Kannst du den Abschnitt von der Zeile mit „[point] outdoor armchair“ bis zum Ende der Datensätze unverändert abschreiben, beide Enden eingeschlossen?

********************

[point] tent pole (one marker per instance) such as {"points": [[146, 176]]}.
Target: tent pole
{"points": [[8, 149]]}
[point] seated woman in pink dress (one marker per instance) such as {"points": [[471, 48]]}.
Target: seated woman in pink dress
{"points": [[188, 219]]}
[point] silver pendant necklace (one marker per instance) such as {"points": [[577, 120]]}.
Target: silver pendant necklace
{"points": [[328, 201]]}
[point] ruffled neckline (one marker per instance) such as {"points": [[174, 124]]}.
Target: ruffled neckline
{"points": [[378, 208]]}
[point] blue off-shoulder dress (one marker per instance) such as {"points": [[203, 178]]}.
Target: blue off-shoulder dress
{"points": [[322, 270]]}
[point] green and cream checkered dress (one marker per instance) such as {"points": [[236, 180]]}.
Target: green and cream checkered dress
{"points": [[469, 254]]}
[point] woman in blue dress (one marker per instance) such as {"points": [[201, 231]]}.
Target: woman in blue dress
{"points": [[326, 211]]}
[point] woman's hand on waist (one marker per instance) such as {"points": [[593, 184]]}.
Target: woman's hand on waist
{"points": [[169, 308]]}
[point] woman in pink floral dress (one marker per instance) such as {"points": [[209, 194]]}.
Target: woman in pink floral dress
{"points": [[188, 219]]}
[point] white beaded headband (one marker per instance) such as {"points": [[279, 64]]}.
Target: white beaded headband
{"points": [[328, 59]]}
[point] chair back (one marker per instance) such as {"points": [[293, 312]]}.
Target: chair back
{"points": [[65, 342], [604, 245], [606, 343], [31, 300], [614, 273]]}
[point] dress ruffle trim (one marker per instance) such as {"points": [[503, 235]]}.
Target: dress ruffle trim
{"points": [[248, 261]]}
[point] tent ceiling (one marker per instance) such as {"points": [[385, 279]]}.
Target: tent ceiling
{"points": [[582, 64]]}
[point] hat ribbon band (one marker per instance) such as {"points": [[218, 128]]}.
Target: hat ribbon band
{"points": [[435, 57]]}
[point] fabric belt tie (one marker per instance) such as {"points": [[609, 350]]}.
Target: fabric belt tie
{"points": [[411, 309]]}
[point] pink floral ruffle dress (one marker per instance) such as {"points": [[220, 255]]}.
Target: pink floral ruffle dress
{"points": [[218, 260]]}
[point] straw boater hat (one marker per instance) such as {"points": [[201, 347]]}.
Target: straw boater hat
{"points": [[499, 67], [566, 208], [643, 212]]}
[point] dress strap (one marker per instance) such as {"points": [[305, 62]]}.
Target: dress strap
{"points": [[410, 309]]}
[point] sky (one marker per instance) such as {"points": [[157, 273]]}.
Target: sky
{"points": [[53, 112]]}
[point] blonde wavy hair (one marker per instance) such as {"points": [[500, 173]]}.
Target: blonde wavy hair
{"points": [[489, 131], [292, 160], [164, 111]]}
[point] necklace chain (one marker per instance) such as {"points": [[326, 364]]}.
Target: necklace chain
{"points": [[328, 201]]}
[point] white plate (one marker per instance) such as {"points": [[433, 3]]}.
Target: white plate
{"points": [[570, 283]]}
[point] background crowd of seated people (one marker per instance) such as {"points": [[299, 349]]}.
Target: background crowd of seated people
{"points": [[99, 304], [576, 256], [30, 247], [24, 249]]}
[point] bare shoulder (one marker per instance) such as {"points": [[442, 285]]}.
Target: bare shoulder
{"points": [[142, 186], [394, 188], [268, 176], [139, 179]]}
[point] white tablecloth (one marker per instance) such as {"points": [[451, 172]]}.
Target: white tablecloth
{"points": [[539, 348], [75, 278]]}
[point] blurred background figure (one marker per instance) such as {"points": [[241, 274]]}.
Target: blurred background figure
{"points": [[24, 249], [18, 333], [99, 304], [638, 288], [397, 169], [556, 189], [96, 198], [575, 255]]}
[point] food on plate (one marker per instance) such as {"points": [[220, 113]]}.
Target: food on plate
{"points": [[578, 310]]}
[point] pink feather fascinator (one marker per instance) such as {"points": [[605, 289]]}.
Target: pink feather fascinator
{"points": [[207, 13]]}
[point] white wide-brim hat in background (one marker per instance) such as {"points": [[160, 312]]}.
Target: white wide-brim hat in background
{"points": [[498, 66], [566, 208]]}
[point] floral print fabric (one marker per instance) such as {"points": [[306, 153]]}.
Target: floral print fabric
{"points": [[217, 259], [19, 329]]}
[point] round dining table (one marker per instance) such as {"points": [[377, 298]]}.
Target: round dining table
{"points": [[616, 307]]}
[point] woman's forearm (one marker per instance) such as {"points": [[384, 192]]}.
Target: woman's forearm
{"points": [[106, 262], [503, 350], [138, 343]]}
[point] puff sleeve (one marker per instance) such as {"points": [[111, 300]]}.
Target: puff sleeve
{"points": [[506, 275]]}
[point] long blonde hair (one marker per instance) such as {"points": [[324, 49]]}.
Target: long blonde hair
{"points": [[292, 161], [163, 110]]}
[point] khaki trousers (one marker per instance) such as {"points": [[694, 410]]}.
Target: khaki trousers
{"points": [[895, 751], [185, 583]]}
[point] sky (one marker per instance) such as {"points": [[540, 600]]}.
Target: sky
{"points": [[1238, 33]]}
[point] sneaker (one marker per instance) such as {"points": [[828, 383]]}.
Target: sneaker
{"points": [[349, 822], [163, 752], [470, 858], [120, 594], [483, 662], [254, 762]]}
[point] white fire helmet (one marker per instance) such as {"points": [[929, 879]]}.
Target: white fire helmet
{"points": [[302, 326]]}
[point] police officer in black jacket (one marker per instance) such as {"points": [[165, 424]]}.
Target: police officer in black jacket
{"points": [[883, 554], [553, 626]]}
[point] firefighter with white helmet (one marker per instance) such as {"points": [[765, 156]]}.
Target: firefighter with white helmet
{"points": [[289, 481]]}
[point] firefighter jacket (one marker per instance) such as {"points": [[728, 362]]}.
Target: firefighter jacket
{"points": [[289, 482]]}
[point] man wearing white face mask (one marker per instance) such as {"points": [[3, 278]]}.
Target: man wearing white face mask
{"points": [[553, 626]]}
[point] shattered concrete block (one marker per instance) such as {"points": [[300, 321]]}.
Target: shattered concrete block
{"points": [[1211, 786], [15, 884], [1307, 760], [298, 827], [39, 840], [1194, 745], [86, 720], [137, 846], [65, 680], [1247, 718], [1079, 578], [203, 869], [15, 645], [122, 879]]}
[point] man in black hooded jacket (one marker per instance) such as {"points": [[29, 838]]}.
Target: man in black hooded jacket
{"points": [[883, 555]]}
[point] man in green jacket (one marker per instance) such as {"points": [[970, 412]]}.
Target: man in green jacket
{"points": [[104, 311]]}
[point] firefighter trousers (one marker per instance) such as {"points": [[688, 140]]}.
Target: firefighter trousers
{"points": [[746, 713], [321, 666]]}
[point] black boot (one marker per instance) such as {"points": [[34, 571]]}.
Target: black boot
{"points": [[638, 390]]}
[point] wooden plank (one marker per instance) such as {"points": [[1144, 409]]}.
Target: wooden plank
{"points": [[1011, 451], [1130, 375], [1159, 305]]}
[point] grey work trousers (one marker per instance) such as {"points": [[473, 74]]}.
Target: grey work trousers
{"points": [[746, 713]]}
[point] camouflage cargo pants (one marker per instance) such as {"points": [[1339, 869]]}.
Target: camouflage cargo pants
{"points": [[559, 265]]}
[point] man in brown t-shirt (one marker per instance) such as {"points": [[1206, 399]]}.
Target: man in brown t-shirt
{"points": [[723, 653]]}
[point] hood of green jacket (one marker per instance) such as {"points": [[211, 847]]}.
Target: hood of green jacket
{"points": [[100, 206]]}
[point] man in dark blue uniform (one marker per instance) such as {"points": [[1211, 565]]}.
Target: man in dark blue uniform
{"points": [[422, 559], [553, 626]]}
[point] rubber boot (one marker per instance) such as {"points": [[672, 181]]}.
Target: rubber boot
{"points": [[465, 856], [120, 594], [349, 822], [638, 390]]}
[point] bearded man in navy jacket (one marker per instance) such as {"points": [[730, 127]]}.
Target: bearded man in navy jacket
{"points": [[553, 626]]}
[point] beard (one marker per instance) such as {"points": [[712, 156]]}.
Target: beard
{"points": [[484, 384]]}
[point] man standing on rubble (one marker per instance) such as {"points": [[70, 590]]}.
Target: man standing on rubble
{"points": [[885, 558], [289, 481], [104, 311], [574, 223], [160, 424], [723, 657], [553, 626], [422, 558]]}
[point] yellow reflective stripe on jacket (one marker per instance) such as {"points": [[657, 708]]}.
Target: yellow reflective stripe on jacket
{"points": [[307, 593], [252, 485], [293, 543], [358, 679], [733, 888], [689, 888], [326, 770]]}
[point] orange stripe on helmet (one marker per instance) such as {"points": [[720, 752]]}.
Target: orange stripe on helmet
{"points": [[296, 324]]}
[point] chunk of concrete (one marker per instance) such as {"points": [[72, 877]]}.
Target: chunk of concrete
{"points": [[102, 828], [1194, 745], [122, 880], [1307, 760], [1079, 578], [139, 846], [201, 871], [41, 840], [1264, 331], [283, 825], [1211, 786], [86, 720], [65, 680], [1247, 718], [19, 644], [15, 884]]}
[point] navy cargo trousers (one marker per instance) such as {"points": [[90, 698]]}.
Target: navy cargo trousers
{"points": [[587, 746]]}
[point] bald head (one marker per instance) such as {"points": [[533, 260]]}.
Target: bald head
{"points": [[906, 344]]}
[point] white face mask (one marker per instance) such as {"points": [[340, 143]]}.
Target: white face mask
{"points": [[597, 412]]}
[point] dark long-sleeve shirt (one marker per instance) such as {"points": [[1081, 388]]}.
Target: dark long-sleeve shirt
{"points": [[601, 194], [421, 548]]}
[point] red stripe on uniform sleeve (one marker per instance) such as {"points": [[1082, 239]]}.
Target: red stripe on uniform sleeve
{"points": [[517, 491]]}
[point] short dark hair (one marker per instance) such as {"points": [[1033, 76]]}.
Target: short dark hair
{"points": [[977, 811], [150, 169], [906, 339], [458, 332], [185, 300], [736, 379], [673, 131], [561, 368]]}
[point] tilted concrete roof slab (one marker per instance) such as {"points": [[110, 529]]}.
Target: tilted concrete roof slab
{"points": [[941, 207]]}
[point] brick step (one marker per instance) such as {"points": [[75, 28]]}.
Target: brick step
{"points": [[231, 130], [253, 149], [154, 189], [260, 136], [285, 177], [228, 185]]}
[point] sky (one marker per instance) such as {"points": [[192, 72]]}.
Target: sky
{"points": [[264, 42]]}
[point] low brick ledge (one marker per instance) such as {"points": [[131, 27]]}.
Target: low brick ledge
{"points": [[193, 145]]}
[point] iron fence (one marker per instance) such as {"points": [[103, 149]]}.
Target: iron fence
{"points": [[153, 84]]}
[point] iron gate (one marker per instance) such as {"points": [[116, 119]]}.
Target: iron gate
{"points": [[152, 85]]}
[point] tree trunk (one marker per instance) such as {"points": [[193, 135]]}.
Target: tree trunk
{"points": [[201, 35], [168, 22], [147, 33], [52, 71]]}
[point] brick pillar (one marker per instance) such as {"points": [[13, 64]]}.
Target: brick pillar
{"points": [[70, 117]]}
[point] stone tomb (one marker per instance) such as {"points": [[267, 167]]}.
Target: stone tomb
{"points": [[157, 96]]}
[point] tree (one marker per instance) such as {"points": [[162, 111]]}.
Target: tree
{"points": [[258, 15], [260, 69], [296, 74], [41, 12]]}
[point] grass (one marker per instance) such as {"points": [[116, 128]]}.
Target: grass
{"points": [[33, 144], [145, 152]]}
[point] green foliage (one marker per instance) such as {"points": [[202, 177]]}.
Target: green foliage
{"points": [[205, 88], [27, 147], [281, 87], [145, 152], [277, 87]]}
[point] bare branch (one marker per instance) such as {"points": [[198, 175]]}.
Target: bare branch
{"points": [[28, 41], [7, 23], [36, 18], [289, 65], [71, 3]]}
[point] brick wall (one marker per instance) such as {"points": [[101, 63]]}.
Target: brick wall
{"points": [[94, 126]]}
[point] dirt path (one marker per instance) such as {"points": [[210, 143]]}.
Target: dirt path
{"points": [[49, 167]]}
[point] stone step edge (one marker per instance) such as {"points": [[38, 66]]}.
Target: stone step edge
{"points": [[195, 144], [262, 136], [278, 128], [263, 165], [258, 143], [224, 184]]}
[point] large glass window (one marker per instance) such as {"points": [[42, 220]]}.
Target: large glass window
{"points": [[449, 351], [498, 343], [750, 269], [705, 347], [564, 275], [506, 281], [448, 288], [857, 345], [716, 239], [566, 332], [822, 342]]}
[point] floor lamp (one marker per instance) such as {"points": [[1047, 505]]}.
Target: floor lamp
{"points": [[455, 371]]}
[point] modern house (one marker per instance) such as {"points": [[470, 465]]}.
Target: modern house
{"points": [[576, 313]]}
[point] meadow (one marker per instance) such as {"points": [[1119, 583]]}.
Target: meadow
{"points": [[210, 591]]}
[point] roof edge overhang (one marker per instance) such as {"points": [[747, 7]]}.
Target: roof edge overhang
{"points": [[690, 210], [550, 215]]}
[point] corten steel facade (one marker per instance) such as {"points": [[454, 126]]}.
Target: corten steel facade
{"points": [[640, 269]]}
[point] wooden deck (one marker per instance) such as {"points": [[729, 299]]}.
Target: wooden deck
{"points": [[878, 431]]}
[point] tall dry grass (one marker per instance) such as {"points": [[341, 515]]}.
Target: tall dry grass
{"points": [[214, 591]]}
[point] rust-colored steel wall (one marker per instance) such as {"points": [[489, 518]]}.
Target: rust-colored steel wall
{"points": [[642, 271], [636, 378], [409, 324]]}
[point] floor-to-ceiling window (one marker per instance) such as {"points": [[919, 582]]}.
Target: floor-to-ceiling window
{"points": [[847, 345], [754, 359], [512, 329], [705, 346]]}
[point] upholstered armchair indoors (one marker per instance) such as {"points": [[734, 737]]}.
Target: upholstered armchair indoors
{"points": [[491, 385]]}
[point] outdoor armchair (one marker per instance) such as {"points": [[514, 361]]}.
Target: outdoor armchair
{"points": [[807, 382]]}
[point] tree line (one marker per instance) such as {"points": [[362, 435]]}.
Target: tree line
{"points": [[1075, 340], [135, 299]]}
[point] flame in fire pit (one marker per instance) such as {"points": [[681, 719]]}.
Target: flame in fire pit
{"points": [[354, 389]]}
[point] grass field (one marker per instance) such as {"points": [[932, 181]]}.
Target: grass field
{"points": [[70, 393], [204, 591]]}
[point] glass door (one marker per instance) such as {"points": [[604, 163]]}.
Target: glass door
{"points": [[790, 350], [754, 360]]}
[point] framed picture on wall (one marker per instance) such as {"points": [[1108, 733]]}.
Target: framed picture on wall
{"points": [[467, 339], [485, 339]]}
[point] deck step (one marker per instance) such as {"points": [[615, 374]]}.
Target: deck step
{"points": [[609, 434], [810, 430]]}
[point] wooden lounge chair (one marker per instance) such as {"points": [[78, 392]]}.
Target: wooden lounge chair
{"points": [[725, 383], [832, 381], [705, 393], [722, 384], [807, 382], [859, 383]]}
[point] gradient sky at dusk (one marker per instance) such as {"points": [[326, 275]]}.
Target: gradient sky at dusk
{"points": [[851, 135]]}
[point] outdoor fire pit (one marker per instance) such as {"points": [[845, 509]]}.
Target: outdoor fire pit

********************

▸ Deine Ausgabe:
[point] outdoor armchair (one marker per instance) such as {"points": [[514, 361]]}.
Target: outdoor armchair
{"points": [[807, 382]]}
[point] tree line (one marker per instance) such as {"points": [[362, 435]]}.
Target: tree line
{"points": [[1075, 340], [135, 299]]}
[point] flame in fire pit (one marker per instance) such as {"points": [[681, 719]]}.
Target: flame in fire pit
{"points": [[354, 389]]}
[point] grass field (one marker per instance) such as {"points": [[932, 181]]}.
Target: grass field
{"points": [[70, 393], [204, 591]]}
[point] glass door (one marker per instance) such as {"points": [[604, 163]]}.
Target: glass door
{"points": [[790, 350], [754, 360]]}
[point] framed picture on wall (one marker per instance) such as {"points": [[1108, 733]]}.
Target: framed picture on wall
{"points": [[467, 339], [485, 339]]}
[point] deck step (one marker per instance) such as {"points": [[615, 374]]}.
Target: deck step
{"points": [[609, 434], [810, 430]]}
[point] wooden lounge chair (one marker per instance) such as {"points": [[78, 392]]}.
Target: wooden lounge chair
{"points": [[725, 383], [832, 381], [705, 393], [722, 384], [807, 382], [859, 383]]}
[point] gradient sky at dusk (one marker per instance) such as {"points": [[326, 275]]}.
Target: gradient sky at dusk
{"points": [[851, 135]]}
[point] outdoor fire pit (one marker per instance) such as {"points": [[845, 509]]}.
Target: outdoor fire pit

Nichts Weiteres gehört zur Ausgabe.